Reading passage:
>>>
I take it you’re too young to remember the release of the first iPhone? That was a revolutionary shift from non-smart phones and physical key, small screen smart phones like Blackberries. That was a huge leap in terms of phones and in terms of what consumers expected phones to be able to do.

Anonymous 0 Comments

People are rightly focusing on the technology itself but another dimension to this is price. You might have a great idea that is way better than the competition but it doesnt matter how great it is if people arent willing to pay for it.

Anonymous 0 Comments

Because it’s an annual release cycle. Leaps ahead of competition happens as a result of years of research. If you release intermediate products every year, the leaps are broken up into smaller chunks. Plus your competition becomes very aware of what you’re building and because it’s an annual release cycle it usually doesn’t take them much longer than a year to catch up.

Plus technology is at a point where we’re beyond noticing significant changes at the hardware level that at one time would have been revolutionary. Hardware used to double in performance every other year and it was very noticeable when your base performance was lower. Now it’s so fast that we simply don’t notice what once would have been revolutionary advancements and take it for granted.
<<<
Task instructions:
[A] In the discussion about phone innovation, how often did hardware performance once double?
[B] From the discussion about phone innovation, list each reason the commenters give for why a product can fail to stay well ahead of its competition or be seen as a big leap.
[C] Continue the discussion about phone innovation, starting right after its final sentence.
The rows that follow come from an unrelated source.

Supplied data:
>>>
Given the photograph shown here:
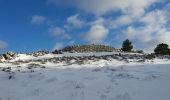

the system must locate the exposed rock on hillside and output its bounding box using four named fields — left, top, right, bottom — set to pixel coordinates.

left=62, top=44, right=121, bottom=52
left=33, top=50, right=49, bottom=57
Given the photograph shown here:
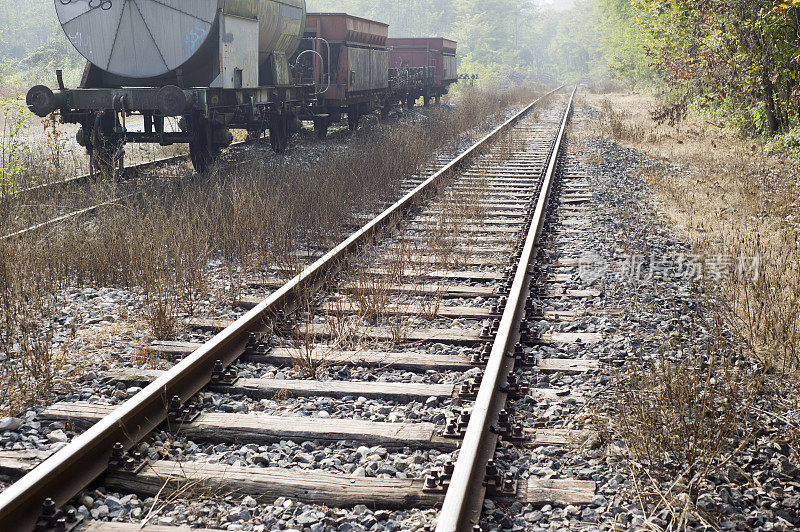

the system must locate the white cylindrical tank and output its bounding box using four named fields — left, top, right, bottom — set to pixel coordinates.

left=55, top=0, right=306, bottom=79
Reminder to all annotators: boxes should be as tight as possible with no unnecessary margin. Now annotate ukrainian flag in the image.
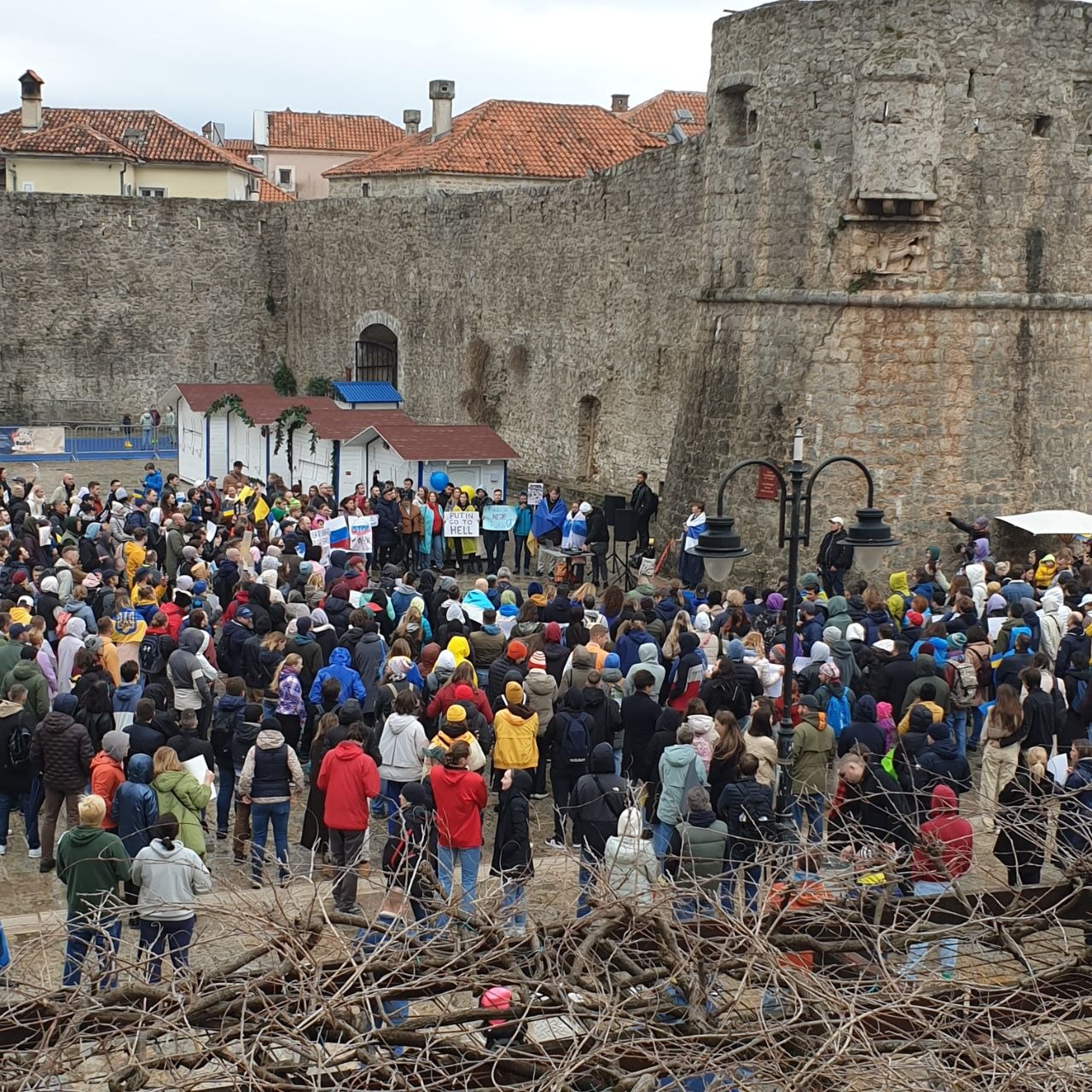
<<<
Answers to the problems:
[A] Every other year.

[B]
- Price: a better idea doesn't matter if people aren't willing to pay for it.
- The annual release cycle breaks leaps from years of research into smaller yearly chunks.
- Competitors become aware of what you're building and usually catch up within about a year.
- Hardware is now so fast that advances once considered revolutionary go unnoticed and are taken for granted.

[C]
If you want an example, look at current EUV technology and sub-7nm chips. Current top of the line chips would be economically infeasible without EUV. EUV took 4 decades to become a reality and it required researchers to effectively build the machines from scratch because of how different it is from previous technology. For consumers, it’s just inevitable and the expected march of technology.

Another are the mRNA base vaccines. It took scientists about 5 decades to go from the first attempts at a mRNA vaccine to where we are today with the COVID vaccines and the first widespread use of the technology.

Anonymous 0 Comments

Phone makers usually make small leaps every year. Sometimes you get a bigger leap, like a few years ago when Apple added AI hardware to their silicon. One of the effects of this, for example, was it being able to process night photos almost instantly while that could take a few seconds on other phones doing the same processing on the CPU.

Anonymous 0 Comments

Because there never was a reason for this to happen. Why do you believe it should ?

Moore’s law is not a law but a simple observation. And it only talks about the transistor count on a chip, not its power.

At some point, engineers ran out of stuff to put on a chip . We added many instruction sets, tons of various cache, the whole northbridge, then memory controlers, then multiplied cores.

There are some chips that are complete systems, on a single chip (which are called ‘soc’ system on chip).

Now, to make it run faster, you need faster clocks; but we found out that going above 5GHz makes photons a problem, on regular operations. So we cant. Another way is to run colder, but not everyone can run their chips near 0°K.

Also, smaller transistors have been better, as they leak less energy, but they also make chips smaller, which is a problem when you want to dissipate heat. And we are at a point where we can hardly make them smaller.

For several years now, the research has been focused on that and on reducing power consumption. The computing power to consumed watts ratio has litterally skyrocketed.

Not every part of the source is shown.